--- DATASET ---
----------------

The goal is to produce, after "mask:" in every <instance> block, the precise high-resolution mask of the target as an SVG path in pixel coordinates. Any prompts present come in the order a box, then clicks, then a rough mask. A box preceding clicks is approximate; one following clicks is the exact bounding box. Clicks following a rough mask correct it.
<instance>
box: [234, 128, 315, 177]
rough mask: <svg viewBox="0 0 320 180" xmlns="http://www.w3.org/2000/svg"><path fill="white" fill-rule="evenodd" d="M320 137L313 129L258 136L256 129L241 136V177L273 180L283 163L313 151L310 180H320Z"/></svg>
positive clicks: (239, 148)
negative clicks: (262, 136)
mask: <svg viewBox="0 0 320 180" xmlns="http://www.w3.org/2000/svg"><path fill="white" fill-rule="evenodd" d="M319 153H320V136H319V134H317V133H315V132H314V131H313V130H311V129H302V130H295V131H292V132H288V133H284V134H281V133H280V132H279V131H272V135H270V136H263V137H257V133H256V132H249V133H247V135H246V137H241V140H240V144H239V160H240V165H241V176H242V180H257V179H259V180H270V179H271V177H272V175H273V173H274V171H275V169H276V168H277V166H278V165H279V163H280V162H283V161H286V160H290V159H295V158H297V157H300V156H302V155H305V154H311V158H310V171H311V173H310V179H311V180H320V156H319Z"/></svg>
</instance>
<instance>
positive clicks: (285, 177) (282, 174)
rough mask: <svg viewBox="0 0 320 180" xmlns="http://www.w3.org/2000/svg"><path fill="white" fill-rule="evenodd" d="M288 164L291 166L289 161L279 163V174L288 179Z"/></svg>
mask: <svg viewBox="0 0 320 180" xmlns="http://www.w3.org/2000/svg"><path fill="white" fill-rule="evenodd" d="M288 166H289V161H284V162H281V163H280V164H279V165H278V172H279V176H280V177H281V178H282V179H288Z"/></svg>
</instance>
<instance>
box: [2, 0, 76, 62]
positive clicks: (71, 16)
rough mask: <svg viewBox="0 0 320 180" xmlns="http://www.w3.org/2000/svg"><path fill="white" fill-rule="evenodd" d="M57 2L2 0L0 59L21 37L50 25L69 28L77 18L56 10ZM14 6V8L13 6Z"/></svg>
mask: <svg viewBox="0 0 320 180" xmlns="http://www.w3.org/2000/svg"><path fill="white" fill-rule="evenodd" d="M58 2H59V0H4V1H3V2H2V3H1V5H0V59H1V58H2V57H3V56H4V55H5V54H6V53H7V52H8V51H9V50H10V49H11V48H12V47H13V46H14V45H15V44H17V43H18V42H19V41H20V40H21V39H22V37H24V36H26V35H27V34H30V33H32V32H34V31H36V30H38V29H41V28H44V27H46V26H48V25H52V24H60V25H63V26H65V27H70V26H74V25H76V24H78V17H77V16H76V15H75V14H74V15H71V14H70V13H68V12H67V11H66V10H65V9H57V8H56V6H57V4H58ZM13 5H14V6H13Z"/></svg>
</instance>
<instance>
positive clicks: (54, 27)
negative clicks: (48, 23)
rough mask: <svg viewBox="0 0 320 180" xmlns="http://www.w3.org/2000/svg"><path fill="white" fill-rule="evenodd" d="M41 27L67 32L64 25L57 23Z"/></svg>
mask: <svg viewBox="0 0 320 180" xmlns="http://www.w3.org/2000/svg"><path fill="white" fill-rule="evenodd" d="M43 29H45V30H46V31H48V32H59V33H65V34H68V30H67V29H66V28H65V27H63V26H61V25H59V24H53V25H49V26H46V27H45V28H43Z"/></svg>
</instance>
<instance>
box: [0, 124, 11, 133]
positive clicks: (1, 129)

----------------

--- GOAL OF THE EXERCISE ---
Your task is to quote, without any alteration, the lines running from the top of the records to the line that holds "positive clicks: (239, 148)", both included.

--- YOUR SOLUTION ---
The goal is to produce, after "mask:" in every <instance> block, the precise high-resolution mask of the target as an SVG path in pixel coordinates. Any prompts present come in the order a box, then clicks, then a rough mask. A box preceding clicks is approximate; one following clicks is the exact bounding box. Clicks following a rough mask correct it.
<instance>
box: [234, 128, 315, 177]
rough mask: <svg viewBox="0 0 320 180" xmlns="http://www.w3.org/2000/svg"><path fill="white" fill-rule="evenodd" d="M320 137L313 129L258 136L256 129L241 136V177L273 180L283 163L313 151L310 180H320Z"/></svg>
positive clicks: (239, 148)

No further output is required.